**Document**
-- start --

These terms are cumbersome in the extreme, but have the virtue of exactness — this is easiest to see with purely computational examples. The infinite set of natural numbers may be defined recursively by specifying that 1 is a member and that adding 1 to any member produces another member — this is sufficient information to determine whether any given number is natural or not, by the simple expedient of seeing whether you can count to it. The Fibonacci sequence, another infinite ordered set, can be similarly defined by specifying the first two elements (conventionally 1 and 1) and defining any subsequent element as the sum of the previous two. In more formal notation, we can completely describe the entire infinite sequence using a finite subset of base cases and a self-referential successor function as follows:

F(1) = 1; F(2) = 1; F(N) = F(N-2)+F(N-1) Ɐ N>2.

Less trivially, whole mathematical proof systems can be defined recursively — with a finite number of axioms and a self-referential ruleset for combining them into valid expressions (and those into still larger expressions, &c.), we have accurately described the set of all expressions which can be proved within that system <2>.

-- end --

Entries pointing to named objects
-- start --

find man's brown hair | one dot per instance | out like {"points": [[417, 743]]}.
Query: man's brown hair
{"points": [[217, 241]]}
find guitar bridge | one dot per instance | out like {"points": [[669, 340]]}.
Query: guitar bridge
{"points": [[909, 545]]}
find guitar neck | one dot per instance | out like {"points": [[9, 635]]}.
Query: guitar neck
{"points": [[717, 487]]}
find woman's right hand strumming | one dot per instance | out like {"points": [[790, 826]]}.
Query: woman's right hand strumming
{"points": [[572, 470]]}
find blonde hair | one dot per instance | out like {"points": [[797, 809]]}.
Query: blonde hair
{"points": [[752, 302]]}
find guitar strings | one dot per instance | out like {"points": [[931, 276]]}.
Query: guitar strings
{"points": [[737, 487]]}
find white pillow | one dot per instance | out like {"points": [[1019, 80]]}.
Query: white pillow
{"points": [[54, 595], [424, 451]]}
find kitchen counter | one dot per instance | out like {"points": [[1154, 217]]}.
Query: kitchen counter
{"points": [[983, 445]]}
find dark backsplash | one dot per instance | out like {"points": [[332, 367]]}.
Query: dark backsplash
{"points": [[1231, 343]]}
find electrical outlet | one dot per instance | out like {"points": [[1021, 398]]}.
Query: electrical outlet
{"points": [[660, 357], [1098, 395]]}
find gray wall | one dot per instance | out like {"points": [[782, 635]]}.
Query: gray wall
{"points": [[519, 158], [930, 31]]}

-- end --

**Things to do**
1 - In the passage on recursive definition, what are the first two elements of the Fibonacci sequence by convention?
2 - List every example the passage on recursive definition gives of something that can be defined recursively.
3 - Carry on the passage on recursive definition from where it stops.

**Outputs in order**
1 - 1 and 1.

2 - The infinite set of natural numbers; the Fibonacci sequence; whole mathematical proof systems.

3 -
It cannot be overstressed that recursive definitions, and the self-referential functions they include, are mathematical abstractions, and like all mathematical abstractions only have explanatory value for real-world phenomena insofar as they accurately predict those phenomena. This means that declaring a system or process in nature to be recursive, without elaboration, is ambiguous and imprecise — it is necessary to specify how and why it might be useful to model it using an infinite set as defined, tersely, by a finite subset and a self-referential successor function.

What sorts of systems are useful to model in this way? Real-world phenomena that produce detectable patterns over time are well-modeled by recursive definitions if the space of potential patterns is large, the number of basic components that comprise the patterns is relatively small, and the state of the system at any given time consistently depends on a recurring elaboration of the prior states. As a rule of thumb, we tend to find it easy to conceive of these processes as tree-like.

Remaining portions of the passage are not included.